### Your objective
Pull out each line below that contains the word "front" and copy those lines in full.

### Data for the task
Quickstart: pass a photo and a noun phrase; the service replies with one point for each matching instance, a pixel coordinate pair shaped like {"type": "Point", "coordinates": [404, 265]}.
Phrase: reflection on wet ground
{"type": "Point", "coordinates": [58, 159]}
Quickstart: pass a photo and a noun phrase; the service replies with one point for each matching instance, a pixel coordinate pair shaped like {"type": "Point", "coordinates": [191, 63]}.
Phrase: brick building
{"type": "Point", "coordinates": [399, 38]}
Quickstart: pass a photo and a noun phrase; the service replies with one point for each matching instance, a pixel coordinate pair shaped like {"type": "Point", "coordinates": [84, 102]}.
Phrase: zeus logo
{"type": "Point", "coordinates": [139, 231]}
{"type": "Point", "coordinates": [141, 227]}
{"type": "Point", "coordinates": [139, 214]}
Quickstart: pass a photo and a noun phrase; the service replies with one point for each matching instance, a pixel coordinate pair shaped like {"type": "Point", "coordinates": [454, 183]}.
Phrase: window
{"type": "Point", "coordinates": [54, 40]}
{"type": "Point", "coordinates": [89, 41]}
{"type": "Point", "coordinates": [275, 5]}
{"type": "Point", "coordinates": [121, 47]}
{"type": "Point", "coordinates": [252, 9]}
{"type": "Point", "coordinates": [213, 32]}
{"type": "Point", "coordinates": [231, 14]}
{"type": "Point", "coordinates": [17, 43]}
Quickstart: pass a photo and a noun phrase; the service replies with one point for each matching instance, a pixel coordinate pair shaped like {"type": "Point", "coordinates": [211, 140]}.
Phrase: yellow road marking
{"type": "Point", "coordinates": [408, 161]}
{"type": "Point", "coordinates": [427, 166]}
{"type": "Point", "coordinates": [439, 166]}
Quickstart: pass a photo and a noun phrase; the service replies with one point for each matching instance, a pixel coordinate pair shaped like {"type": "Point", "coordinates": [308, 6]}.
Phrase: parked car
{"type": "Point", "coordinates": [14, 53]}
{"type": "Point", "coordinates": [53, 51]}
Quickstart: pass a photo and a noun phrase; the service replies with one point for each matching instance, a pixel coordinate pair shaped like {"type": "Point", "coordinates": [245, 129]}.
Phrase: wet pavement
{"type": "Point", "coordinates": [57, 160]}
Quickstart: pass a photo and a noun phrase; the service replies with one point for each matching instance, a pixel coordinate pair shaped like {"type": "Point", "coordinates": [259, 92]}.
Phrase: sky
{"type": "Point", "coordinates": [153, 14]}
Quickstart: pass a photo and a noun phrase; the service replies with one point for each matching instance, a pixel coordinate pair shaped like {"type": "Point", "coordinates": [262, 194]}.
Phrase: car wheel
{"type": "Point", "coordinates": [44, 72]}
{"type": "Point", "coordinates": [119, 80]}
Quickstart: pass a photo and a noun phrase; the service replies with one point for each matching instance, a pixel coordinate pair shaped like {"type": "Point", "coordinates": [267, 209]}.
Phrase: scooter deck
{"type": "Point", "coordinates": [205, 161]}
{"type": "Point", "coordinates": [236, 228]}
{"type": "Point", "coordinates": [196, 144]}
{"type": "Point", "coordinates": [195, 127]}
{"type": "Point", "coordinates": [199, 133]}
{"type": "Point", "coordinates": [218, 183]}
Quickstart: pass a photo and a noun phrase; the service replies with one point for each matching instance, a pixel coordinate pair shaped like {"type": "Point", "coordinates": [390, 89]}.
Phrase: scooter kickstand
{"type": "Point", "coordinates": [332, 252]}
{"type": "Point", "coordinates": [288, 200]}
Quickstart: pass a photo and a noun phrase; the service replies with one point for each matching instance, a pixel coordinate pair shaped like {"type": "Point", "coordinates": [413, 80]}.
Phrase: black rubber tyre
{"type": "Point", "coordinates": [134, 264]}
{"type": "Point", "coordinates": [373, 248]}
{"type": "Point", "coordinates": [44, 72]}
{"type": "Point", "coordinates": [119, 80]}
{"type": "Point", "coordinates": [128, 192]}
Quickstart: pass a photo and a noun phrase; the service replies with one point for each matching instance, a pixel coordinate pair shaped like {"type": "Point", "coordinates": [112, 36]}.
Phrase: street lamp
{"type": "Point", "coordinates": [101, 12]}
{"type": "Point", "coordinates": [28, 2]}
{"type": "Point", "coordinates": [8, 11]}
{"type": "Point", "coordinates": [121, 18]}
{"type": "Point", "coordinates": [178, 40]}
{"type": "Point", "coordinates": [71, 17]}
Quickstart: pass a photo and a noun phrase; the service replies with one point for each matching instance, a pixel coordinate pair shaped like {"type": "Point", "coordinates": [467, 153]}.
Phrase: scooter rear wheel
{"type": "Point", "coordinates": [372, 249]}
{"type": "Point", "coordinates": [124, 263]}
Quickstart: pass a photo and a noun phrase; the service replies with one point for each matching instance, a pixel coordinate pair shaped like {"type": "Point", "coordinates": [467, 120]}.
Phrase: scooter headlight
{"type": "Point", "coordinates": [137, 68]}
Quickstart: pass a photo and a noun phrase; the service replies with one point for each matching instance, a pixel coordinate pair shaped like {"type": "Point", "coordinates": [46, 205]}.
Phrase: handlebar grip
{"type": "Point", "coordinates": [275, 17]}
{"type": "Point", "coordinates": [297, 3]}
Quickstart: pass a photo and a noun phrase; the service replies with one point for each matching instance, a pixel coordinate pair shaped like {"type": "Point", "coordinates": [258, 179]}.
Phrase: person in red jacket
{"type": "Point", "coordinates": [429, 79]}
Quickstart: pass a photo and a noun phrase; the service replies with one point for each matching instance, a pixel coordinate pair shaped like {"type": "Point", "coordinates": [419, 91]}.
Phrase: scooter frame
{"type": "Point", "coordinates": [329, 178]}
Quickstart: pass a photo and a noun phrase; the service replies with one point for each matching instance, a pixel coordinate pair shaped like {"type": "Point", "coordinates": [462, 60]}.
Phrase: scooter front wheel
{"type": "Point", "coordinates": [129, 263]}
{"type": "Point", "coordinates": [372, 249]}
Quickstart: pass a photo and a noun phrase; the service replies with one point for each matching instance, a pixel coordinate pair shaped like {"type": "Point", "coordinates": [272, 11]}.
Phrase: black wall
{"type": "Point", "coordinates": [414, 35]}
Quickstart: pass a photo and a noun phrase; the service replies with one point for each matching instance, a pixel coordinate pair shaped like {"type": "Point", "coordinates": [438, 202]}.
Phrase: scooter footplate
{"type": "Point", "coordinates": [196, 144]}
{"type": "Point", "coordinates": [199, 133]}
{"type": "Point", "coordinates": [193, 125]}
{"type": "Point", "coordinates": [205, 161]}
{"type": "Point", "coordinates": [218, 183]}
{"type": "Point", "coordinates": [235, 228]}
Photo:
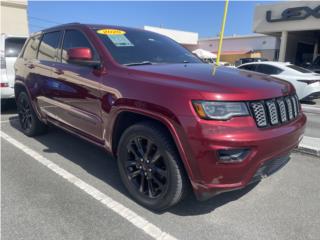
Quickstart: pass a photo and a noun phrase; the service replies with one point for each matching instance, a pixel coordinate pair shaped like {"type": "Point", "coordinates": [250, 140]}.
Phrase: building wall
{"type": "Point", "coordinates": [242, 46]}
{"type": "Point", "coordinates": [14, 18]}
{"type": "Point", "coordinates": [292, 45]}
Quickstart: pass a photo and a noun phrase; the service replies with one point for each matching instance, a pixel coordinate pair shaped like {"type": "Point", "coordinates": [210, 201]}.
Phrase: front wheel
{"type": "Point", "coordinates": [150, 166]}
{"type": "Point", "coordinates": [29, 121]}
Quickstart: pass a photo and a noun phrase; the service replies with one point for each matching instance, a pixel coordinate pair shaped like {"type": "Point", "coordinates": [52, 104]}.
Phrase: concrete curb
{"type": "Point", "coordinates": [310, 145]}
{"type": "Point", "coordinates": [310, 109]}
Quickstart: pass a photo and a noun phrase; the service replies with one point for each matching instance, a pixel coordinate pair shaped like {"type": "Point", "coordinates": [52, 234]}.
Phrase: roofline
{"type": "Point", "coordinates": [235, 37]}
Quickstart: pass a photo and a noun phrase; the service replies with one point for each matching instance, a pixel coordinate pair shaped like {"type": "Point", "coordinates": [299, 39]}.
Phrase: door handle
{"type": "Point", "coordinates": [30, 65]}
{"type": "Point", "coordinates": [58, 71]}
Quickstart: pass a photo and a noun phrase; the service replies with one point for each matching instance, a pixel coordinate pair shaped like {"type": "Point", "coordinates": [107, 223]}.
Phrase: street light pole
{"type": "Point", "coordinates": [221, 35]}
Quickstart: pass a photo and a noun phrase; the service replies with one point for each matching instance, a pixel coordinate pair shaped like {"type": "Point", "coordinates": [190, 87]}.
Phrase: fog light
{"type": "Point", "coordinates": [232, 155]}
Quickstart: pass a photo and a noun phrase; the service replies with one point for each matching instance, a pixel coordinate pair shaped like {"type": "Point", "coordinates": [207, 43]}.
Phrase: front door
{"type": "Point", "coordinates": [78, 88]}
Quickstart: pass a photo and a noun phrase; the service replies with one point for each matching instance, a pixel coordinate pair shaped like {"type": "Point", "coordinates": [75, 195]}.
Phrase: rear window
{"type": "Point", "coordinates": [251, 67]}
{"type": "Point", "coordinates": [13, 46]}
{"type": "Point", "coordinates": [31, 49]}
{"type": "Point", "coordinates": [268, 69]}
{"type": "Point", "coordinates": [49, 45]}
{"type": "Point", "coordinates": [299, 69]}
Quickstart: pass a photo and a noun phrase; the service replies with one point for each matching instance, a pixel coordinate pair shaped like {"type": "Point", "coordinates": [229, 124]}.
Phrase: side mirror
{"type": "Point", "coordinates": [81, 56]}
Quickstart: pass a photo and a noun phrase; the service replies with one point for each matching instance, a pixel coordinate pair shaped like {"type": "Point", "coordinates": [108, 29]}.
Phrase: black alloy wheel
{"type": "Point", "coordinates": [146, 168]}
{"type": "Point", "coordinates": [150, 166]}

### The completed task
Phrase: scooter front wheel
Phrase: front wheel
Phrase: front door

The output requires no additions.